**GIVEN EXERCISE**
Locate every line in the rows below that contains the word "sunlit" and copy each such line. Case counts.

--- start DATA RECORDS ---

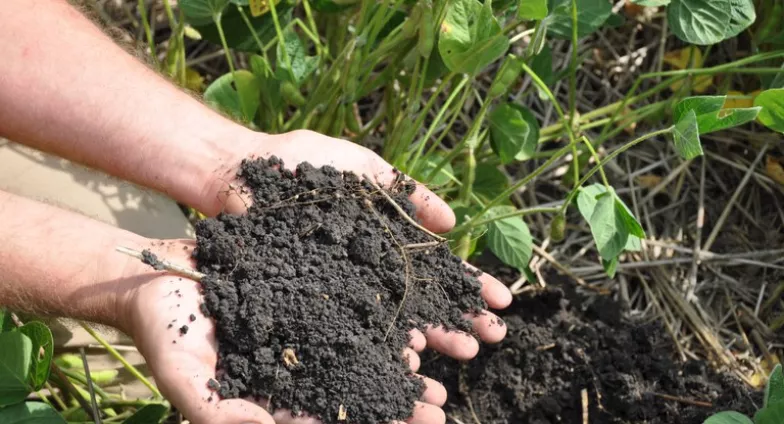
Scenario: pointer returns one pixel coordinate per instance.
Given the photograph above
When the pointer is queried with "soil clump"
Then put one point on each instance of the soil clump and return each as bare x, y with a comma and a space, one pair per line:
315, 289
560, 344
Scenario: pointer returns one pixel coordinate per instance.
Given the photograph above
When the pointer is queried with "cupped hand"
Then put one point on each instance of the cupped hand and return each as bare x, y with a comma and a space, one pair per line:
164, 318
223, 194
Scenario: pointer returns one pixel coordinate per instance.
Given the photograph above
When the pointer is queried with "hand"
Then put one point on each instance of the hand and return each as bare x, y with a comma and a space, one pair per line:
160, 304
307, 146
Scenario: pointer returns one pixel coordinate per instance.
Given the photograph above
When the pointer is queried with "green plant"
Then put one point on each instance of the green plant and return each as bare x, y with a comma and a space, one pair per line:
772, 411
422, 62
28, 365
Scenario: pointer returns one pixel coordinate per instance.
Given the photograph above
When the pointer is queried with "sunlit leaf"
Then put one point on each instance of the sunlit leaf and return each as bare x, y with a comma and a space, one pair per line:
772, 104
41, 352
742, 15
686, 136
774, 390
591, 15
509, 238
729, 417
700, 22
148, 414
514, 132
15, 355
240, 100
532, 9
302, 65
30, 413
470, 38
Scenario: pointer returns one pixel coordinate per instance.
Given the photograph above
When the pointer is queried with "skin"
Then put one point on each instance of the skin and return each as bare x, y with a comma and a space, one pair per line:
82, 97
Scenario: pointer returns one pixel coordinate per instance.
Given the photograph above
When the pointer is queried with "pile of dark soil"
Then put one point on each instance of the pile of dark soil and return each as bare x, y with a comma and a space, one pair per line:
306, 292
559, 345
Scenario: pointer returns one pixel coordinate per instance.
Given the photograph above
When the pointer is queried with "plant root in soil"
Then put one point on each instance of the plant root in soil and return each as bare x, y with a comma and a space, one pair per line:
315, 290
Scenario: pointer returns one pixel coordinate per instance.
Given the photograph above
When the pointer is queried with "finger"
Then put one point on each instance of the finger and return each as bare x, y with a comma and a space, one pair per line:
413, 359
427, 414
457, 344
418, 342
198, 403
285, 417
495, 293
435, 393
432, 211
489, 326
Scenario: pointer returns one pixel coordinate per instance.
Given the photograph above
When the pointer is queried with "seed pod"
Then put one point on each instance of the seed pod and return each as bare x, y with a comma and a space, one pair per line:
427, 31
291, 94
558, 228
506, 75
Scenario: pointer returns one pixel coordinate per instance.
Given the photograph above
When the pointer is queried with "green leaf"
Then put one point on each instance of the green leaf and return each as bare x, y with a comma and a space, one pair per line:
608, 228
710, 115
471, 38
30, 413
202, 12
238, 35
700, 22
728, 417
610, 267
772, 104
532, 9
444, 175
774, 390
490, 182
6, 323
514, 132
509, 238
149, 414
742, 15
631, 224
686, 136
773, 414
240, 100
41, 352
15, 354
591, 15
302, 65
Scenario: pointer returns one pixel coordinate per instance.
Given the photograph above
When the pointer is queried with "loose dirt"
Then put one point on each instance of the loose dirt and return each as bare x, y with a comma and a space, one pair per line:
314, 292
560, 344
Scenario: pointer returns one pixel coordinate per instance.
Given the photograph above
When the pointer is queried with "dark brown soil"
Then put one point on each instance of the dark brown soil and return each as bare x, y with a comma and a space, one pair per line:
560, 344
305, 288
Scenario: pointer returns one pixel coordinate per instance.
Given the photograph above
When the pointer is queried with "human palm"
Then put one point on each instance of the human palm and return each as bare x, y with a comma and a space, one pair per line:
184, 363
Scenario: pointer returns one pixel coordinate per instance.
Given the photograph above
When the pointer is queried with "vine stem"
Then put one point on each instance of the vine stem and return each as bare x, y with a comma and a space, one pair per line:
610, 157
112, 351
506, 193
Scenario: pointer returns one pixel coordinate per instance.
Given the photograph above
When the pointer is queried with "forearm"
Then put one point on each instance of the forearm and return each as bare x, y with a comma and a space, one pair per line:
67, 89
57, 263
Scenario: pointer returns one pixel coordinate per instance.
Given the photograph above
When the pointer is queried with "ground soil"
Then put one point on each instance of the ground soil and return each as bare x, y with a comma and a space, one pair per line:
559, 344
306, 292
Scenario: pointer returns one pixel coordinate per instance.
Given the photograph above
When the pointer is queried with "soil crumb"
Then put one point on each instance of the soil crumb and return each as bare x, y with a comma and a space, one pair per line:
314, 292
560, 344
152, 260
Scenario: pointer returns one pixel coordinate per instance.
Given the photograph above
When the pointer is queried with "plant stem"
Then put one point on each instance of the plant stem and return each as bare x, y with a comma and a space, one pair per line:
506, 193
148, 33
112, 351
610, 157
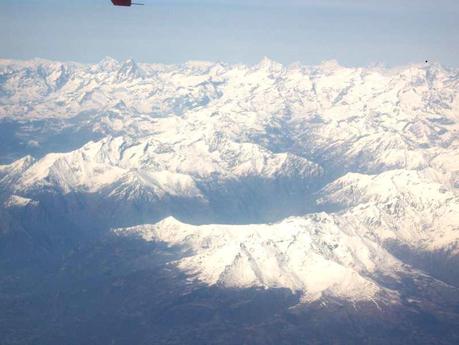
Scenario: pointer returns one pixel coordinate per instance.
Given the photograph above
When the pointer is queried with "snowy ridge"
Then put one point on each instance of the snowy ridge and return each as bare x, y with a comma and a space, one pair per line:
311, 255
360, 156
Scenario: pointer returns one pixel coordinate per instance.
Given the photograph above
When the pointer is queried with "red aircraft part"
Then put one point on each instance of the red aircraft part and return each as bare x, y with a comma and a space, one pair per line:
122, 2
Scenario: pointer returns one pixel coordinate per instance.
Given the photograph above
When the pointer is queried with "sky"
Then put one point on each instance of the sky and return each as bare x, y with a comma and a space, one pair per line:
353, 32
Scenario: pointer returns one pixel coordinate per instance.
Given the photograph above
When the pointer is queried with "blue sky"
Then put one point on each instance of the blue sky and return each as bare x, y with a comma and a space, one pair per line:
354, 32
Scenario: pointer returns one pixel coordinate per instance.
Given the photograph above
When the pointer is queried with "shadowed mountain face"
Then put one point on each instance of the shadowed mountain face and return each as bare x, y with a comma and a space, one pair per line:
217, 204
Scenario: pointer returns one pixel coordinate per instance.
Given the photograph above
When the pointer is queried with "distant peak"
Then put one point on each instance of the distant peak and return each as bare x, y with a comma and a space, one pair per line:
268, 64
108, 63
129, 70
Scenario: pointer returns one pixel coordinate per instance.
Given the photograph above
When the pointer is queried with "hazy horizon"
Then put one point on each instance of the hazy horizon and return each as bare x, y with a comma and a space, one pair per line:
354, 33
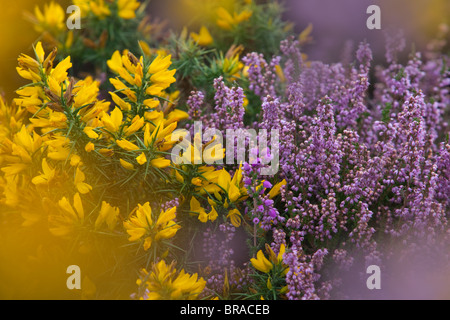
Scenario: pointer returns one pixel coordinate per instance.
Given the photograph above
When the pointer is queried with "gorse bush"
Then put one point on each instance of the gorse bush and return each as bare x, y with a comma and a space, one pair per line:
88, 175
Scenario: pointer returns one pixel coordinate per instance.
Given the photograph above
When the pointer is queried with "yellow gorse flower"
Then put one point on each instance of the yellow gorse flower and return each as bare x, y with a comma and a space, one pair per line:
127, 8
203, 38
261, 263
165, 283
68, 217
141, 224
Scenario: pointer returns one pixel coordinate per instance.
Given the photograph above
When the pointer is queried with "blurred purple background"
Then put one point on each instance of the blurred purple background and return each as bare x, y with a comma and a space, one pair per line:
335, 22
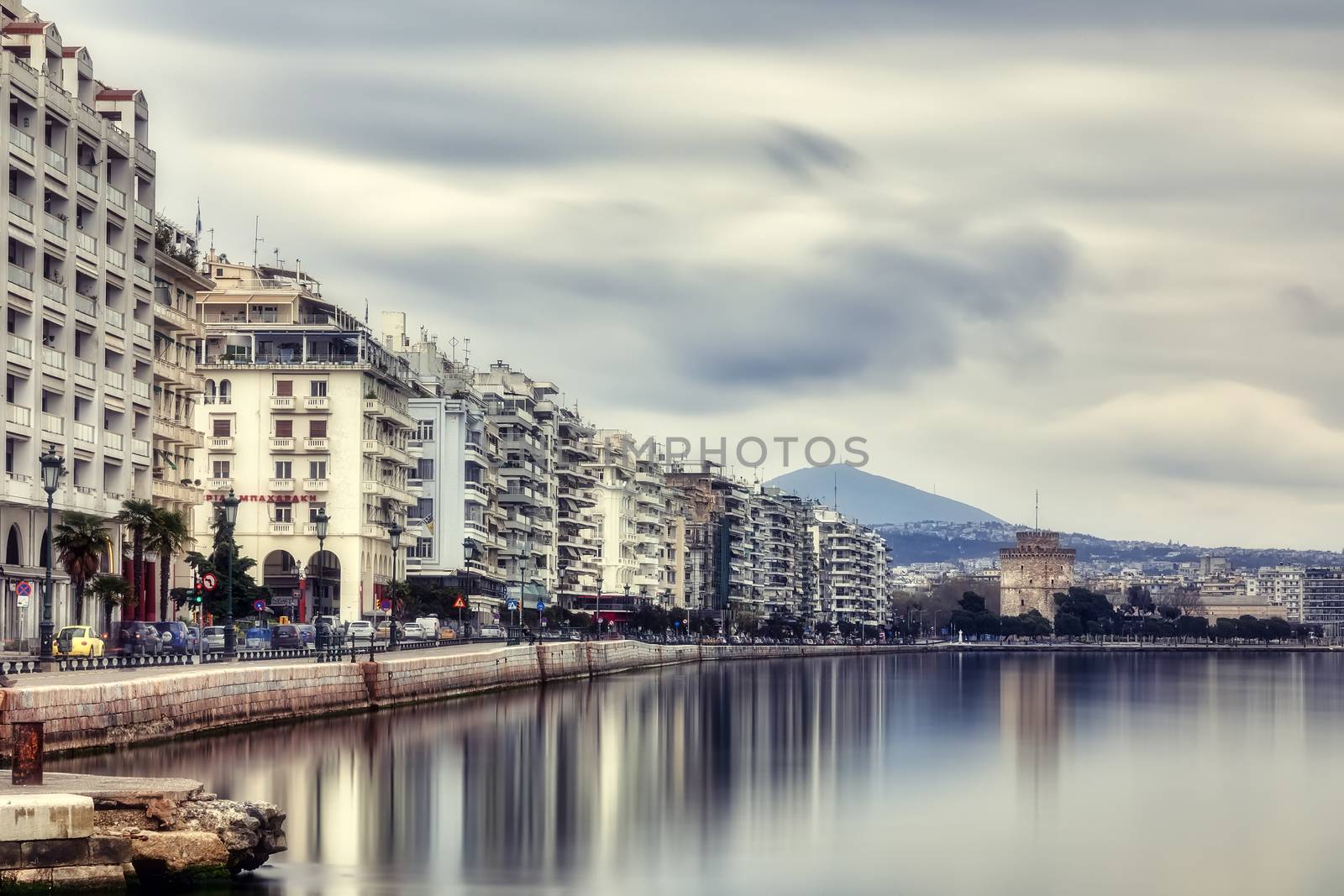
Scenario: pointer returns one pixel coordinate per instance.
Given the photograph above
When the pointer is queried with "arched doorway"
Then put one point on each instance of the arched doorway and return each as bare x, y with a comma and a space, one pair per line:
324, 584
280, 575
13, 547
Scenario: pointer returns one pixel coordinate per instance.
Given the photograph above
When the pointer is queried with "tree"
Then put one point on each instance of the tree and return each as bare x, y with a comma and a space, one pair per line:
112, 591
165, 537
136, 516
81, 540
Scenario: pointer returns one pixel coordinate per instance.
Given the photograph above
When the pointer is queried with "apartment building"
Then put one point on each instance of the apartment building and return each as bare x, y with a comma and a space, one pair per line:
522, 409
178, 481
304, 410
78, 318
454, 524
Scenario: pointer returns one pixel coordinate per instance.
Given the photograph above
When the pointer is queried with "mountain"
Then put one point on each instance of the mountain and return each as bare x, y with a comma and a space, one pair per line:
874, 499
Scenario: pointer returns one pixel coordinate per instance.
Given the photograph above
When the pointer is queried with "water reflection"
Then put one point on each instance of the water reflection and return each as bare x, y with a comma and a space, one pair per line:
843, 773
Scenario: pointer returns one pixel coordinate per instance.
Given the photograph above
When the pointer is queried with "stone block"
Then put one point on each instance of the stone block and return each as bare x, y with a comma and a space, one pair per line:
45, 817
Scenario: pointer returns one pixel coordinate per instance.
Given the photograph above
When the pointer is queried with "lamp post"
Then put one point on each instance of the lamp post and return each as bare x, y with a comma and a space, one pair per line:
53, 466
394, 532
322, 521
228, 515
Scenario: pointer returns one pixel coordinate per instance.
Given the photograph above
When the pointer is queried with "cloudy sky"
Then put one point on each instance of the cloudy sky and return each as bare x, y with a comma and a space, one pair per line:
1072, 244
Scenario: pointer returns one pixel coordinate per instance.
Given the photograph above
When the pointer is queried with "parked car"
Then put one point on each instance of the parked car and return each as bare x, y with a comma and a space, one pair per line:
286, 636
360, 631
174, 636
214, 638
139, 638
77, 641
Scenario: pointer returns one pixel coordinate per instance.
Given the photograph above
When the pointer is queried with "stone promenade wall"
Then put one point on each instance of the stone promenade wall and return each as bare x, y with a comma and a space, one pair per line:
134, 710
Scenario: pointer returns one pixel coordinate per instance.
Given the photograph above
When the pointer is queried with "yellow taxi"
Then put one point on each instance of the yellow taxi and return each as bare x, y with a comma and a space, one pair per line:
77, 641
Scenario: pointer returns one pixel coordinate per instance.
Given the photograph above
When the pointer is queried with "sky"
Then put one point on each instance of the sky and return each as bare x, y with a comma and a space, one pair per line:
1059, 244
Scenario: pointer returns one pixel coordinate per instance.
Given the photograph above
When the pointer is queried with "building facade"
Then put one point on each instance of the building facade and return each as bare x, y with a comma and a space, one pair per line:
78, 317
1032, 571
304, 411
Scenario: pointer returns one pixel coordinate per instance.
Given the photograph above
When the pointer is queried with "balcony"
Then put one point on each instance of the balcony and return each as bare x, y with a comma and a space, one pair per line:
55, 226
53, 291
19, 347
20, 208
18, 414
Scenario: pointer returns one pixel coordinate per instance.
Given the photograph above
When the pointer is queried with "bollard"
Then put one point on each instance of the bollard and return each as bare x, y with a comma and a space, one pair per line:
27, 754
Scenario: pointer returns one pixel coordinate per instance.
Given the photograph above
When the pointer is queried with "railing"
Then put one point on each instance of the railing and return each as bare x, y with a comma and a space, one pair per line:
116, 196
20, 207
53, 224
19, 345
19, 277
20, 140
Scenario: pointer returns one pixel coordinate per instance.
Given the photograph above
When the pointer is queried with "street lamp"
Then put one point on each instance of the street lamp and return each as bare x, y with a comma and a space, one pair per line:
322, 521
228, 517
394, 532
53, 468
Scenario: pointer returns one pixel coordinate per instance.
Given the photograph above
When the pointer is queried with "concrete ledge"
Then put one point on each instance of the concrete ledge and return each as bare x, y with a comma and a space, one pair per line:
45, 817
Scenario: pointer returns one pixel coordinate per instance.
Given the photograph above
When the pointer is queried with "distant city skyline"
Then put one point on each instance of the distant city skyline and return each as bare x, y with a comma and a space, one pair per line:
1023, 251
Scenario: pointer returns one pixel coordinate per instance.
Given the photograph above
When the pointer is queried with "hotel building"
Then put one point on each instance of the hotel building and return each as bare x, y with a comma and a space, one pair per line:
304, 410
78, 304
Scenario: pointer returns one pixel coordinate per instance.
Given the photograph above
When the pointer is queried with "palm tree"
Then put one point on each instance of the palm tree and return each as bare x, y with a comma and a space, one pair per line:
138, 516
167, 535
81, 540
112, 591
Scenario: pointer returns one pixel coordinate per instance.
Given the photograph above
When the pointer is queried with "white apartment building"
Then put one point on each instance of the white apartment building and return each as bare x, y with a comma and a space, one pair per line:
78, 318
454, 524
304, 410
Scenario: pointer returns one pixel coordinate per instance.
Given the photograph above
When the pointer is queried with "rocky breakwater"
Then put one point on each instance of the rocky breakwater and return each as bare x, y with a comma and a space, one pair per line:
112, 832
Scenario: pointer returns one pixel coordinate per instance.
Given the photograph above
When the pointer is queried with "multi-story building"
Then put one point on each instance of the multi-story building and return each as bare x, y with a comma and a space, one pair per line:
178, 331
78, 318
1323, 595
454, 526
304, 411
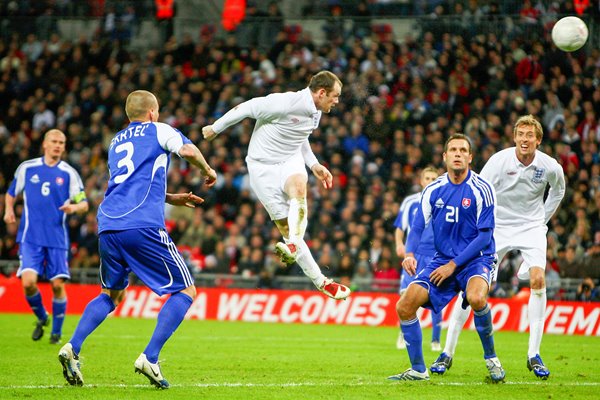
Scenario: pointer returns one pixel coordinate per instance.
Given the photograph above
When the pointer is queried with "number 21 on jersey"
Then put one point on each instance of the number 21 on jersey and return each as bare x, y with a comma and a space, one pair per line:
451, 214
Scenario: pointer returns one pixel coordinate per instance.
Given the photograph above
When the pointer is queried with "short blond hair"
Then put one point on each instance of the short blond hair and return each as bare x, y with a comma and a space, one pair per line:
529, 120
138, 103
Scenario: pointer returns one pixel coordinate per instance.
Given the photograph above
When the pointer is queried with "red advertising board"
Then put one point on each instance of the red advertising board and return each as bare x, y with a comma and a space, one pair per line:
310, 307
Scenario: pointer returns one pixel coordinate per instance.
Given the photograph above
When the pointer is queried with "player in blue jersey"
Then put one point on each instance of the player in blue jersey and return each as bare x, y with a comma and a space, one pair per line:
52, 190
460, 206
423, 254
132, 234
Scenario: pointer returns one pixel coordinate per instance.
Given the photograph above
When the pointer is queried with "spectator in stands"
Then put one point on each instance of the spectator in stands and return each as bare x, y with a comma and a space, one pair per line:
587, 290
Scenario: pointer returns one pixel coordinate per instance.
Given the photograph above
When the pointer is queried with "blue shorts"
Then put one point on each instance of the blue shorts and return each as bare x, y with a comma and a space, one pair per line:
149, 253
49, 262
440, 296
422, 262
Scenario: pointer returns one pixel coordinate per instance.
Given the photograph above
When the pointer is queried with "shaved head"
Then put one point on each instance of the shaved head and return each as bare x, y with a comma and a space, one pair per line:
139, 103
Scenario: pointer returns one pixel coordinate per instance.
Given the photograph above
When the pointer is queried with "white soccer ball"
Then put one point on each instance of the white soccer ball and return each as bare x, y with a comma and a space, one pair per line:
569, 33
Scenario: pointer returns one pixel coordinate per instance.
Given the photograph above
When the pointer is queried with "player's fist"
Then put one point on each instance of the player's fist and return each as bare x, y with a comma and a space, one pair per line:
208, 133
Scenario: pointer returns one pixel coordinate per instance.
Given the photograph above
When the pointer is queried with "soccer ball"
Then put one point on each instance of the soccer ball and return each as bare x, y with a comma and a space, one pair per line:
569, 33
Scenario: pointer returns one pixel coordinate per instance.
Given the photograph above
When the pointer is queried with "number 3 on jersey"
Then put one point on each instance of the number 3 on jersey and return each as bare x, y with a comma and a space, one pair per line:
451, 214
126, 162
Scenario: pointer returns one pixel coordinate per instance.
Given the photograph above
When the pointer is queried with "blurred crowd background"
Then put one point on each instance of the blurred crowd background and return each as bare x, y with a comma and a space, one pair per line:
463, 66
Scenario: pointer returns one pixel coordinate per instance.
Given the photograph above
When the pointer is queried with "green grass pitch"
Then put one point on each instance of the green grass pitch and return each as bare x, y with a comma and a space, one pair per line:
225, 360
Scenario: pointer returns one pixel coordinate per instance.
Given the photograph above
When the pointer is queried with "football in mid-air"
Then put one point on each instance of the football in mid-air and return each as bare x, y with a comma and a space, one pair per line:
569, 33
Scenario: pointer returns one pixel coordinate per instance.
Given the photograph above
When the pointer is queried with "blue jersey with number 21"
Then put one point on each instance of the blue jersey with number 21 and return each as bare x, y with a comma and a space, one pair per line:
138, 160
456, 213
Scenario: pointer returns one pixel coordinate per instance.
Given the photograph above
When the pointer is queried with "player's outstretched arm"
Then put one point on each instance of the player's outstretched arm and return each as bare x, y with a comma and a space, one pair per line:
79, 208
184, 199
192, 154
323, 175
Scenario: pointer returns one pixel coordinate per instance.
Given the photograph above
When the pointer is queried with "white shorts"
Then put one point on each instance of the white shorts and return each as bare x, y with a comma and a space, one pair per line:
531, 242
268, 183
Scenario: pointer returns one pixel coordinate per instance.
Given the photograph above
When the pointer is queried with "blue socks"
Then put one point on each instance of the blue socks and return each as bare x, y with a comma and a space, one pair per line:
35, 302
483, 323
413, 336
169, 318
59, 308
95, 312
436, 325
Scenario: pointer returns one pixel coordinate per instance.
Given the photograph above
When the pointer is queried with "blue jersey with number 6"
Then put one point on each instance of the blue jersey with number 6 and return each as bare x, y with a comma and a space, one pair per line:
45, 189
138, 160
457, 213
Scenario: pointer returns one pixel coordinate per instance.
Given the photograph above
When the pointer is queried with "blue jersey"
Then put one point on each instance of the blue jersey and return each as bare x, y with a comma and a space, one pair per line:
457, 213
138, 160
404, 220
45, 189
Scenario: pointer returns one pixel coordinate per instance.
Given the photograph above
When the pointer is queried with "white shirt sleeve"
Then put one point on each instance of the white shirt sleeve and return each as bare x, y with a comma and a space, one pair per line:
309, 157
265, 109
168, 138
556, 192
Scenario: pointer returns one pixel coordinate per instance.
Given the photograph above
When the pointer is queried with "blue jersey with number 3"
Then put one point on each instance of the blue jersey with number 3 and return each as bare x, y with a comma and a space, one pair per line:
457, 213
138, 160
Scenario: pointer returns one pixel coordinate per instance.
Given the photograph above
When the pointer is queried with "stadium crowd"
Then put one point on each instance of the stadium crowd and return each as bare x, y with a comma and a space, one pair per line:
402, 97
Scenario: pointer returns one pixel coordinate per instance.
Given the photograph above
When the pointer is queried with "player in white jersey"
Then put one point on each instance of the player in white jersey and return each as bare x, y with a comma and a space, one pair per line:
132, 235
52, 190
520, 176
278, 152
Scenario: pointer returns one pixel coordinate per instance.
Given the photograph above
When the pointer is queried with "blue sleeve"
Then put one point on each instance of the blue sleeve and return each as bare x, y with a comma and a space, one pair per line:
472, 250
416, 229
11, 188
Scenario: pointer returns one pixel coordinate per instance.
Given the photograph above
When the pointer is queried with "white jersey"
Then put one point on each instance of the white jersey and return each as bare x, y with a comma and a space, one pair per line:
520, 189
284, 121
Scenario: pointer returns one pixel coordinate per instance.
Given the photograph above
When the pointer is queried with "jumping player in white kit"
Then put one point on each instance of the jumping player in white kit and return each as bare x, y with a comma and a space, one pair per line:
277, 155
520, 176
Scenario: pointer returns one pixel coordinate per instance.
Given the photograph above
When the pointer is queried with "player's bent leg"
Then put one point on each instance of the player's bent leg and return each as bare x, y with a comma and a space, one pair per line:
150, 371
69, 360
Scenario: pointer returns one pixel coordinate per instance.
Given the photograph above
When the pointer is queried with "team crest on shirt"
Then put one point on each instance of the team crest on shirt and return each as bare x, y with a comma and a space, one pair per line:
538, 174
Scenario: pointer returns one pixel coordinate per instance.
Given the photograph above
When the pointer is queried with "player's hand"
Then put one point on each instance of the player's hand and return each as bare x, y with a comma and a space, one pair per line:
410, 265
323, 175
210, 177
440, 274
401, 250
208, 133
68, 208
9, 217
184, 199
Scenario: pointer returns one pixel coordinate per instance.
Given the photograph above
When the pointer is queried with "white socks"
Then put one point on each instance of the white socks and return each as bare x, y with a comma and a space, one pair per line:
297, 219
308, 264
457, 320
537, 311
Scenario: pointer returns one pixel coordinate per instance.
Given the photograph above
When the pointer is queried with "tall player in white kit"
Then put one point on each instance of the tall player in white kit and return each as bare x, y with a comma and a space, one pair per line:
520, 176
277, 155
132, 234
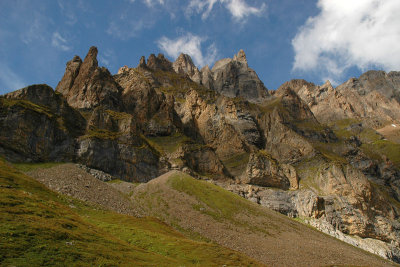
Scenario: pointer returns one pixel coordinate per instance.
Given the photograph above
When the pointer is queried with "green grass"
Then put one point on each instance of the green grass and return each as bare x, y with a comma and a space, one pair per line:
118, 115
41, 228
220, 204
26, 105
101, 134
378, 148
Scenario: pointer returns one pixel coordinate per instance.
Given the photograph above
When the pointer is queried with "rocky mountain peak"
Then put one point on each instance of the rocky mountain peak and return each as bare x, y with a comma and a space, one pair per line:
142, 62
184, 64
86, 85
241, 57
123, 69
232, 77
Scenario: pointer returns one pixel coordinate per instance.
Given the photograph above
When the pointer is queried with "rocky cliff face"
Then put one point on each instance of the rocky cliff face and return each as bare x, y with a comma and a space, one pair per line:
85, 85
307, 151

--- end DATA RECORDS ---

**COMPLETE ANSWER**
When the pointer is queried with "sunlit leaf"
Then put one point on each instance of the sunlit leaf and return each as bare x, y with a comma and a space, one pair per line:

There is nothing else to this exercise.